PROBLEM TO SOLVE: Look through the records that follow. Copy every line containing the word "person".

_ _ _ _

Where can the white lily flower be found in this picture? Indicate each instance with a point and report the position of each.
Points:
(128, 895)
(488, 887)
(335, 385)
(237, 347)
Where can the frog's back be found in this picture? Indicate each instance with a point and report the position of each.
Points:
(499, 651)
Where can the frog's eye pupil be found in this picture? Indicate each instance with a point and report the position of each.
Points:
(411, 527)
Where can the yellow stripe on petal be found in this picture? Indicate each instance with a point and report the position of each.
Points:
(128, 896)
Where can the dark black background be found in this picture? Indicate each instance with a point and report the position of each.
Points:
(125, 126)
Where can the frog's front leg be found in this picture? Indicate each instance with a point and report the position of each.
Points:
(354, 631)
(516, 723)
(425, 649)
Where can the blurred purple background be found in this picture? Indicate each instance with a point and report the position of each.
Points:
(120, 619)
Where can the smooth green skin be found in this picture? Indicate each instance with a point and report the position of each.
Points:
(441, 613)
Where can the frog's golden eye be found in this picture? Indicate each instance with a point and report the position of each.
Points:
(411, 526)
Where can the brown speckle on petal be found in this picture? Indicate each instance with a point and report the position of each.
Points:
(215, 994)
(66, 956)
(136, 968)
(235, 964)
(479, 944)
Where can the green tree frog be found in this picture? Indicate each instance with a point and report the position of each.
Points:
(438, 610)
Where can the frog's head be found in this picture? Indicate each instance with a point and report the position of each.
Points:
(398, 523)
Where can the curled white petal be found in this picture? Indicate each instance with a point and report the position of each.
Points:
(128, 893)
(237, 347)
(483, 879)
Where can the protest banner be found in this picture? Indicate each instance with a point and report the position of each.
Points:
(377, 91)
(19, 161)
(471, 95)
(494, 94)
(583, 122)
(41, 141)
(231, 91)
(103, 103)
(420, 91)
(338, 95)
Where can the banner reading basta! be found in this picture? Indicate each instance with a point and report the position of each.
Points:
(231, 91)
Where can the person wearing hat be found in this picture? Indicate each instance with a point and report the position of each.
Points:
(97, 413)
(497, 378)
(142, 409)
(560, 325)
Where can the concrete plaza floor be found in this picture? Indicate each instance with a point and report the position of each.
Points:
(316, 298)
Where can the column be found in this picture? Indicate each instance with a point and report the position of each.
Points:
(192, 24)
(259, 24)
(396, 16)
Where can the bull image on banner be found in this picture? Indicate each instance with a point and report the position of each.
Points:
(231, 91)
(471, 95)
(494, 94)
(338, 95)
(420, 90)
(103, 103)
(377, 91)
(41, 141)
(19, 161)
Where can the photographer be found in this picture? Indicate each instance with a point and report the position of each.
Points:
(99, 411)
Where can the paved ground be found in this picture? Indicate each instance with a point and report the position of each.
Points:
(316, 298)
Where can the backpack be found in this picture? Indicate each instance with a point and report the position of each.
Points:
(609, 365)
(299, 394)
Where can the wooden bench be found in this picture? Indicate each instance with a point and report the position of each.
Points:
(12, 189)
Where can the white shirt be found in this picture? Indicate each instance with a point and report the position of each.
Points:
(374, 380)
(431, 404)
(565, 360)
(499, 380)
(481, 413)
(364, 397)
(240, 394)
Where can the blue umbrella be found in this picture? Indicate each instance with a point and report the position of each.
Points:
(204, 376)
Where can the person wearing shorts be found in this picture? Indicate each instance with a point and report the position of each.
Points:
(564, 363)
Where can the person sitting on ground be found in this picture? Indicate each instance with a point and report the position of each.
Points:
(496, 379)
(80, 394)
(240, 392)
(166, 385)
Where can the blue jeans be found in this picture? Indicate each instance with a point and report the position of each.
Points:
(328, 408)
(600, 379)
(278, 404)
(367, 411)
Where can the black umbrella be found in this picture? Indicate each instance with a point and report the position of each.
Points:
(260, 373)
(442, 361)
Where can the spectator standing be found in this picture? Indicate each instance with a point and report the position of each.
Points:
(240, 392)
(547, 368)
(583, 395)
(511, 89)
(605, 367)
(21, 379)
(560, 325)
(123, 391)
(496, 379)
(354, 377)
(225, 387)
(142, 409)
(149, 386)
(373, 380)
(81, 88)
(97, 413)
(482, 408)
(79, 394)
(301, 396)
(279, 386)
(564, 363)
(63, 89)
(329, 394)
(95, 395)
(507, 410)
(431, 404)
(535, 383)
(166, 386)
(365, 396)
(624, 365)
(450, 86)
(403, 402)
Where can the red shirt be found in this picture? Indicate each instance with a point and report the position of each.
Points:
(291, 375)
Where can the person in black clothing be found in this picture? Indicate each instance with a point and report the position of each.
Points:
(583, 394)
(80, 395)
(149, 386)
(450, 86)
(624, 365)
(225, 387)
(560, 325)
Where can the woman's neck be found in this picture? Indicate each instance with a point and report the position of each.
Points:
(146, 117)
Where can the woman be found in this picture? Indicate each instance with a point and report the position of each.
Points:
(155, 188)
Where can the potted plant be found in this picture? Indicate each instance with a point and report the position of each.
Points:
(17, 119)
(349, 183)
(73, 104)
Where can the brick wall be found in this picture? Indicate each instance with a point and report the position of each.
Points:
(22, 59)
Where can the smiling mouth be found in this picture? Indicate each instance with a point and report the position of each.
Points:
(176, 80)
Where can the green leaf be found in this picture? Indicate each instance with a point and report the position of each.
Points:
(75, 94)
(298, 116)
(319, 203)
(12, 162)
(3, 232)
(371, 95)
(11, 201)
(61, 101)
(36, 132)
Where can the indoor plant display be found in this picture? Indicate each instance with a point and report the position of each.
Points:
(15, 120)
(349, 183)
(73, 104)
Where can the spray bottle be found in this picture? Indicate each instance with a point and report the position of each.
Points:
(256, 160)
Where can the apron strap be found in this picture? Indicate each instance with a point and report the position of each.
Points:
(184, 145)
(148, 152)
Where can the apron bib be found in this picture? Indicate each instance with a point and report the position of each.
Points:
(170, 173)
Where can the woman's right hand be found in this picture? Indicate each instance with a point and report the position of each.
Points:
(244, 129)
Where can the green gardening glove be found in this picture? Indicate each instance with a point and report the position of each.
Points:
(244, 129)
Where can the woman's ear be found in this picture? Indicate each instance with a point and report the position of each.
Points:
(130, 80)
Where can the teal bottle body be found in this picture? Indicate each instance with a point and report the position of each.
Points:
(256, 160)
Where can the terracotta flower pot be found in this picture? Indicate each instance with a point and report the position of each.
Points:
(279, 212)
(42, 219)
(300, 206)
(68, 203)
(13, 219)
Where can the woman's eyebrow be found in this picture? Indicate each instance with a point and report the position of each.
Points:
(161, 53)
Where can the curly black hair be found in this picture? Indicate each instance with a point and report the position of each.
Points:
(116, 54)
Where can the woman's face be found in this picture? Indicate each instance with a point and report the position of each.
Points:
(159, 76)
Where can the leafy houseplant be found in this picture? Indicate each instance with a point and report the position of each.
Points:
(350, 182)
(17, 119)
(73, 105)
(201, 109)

_ _ _ _

RESPONSE BELOW:
Where can the person wearing hat be found in this picture? Indicate each instance with a point and report the position of each.
Where can the person wearing shorts be found in this picture? Indicate each instance with a point and report the position of each.
Where can the person sitting on ground be found in this picture? Indicate each instance with a point and report the position of each.
Where can the person in black clothing be found in this picture? Indicate each instance with a point and report the position of each.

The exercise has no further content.